The problem:
Treat the line containing "Where can you see the green" as the first line and the final line of the material below as the last; reproduce that range exactly.

## start

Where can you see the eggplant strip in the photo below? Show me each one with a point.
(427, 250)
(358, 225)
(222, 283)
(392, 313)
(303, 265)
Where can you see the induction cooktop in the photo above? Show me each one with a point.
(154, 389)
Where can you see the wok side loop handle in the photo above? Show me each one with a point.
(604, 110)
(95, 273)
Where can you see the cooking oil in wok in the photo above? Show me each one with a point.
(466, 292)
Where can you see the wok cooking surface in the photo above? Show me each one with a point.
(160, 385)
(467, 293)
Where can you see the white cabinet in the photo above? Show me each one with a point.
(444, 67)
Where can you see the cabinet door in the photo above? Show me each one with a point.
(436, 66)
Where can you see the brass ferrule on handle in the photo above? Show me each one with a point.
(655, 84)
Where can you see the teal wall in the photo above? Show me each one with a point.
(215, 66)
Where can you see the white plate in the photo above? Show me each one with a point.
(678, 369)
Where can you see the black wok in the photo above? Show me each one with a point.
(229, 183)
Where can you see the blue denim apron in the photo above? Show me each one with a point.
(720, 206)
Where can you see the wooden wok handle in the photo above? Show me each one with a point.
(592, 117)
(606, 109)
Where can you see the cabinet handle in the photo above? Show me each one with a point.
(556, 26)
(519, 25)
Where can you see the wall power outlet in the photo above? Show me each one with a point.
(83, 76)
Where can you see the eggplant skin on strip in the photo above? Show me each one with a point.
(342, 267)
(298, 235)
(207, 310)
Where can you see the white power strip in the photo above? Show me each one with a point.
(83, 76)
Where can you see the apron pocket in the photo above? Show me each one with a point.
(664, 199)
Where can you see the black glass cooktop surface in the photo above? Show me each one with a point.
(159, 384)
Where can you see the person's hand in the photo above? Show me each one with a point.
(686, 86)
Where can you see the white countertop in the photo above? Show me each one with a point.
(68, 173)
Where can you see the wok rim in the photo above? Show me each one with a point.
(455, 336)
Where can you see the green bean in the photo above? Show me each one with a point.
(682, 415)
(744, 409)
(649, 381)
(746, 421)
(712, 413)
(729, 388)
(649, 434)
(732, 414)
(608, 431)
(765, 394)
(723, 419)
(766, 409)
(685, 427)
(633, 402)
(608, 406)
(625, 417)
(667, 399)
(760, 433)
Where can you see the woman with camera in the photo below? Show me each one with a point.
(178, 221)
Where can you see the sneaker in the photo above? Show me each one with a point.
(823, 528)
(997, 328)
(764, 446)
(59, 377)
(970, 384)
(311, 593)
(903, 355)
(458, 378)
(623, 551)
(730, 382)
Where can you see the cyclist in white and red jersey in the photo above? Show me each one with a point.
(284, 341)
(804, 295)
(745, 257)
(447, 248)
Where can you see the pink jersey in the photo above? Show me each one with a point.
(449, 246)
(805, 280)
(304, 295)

## end

Solution:
Where can you see the green bean in the photo above? Show me each one with a point.
(682, 415)
(744, 409)
(649, 381)
(746, 421)
(712, 413)
(729, 388)
(649, 434)
(732, 414)
(608, 431)
(765, 394)
(723, 419)
(766, 409)
(685, 427)
(633, 402)
(608, 406)
(625, 417)
(667, 399)
(760, 433)
Where can you see the woman with camera in the photo below? Show me each one with a point.
(178, 221)
Where can you see the sneaker in the photo above? Show me each one with a point.
(823, 528)
(997, 328)
(764, 446)
(59, 377)
(970, 384)
(311, 593)
(903, 355)
(458, 378)
(623, 551)
(730, 382)
Where can you see the cyclist in white and red jersey in the photo above? Show me each one with a point.
(284, 341)
(804, 295)
(745, 257)
(447, 248)
Where can you see the pink jersey in the photo above? Show me each one with a point.
(449, 246)
(805, 280)
(304, 295)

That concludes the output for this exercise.